Region labeling records =
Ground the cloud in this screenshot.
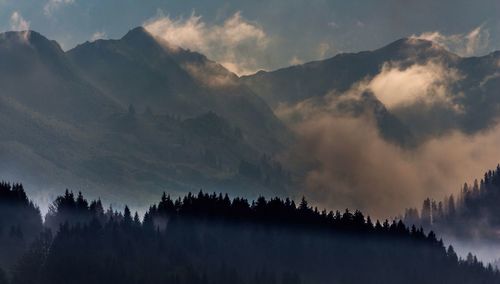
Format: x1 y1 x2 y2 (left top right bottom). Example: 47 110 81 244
10 11 30 31
43 0 75 16
285 106 500 218
366 61 463 110
144 12 270 75
90 31 108 41
275 57 500 218
411 26 490 56
288 56 304 65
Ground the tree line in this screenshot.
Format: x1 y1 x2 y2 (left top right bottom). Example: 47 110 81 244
402 165 500 240
0 183 500 284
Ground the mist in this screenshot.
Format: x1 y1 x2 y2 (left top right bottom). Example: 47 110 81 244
275 59 500 218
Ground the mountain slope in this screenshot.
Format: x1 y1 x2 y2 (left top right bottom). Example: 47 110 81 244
0 28 291 206
68 28 289 153
241 38 500 144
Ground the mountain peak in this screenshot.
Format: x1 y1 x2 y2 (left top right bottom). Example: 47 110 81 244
122 26 153 41
0 30 63 53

AIM = Copy out the lines word for word, starting at the line that reads "Ground the mountain peak in this screenshot." and ending with the last line of the records.

WRITTEN RESPONSE =
Ground the mountain peak in this screenshot.
Format: x1 y1 x2 y2 (left top right bottom). Example: 47 110 81 244
122 26 153 41
0 30 63 53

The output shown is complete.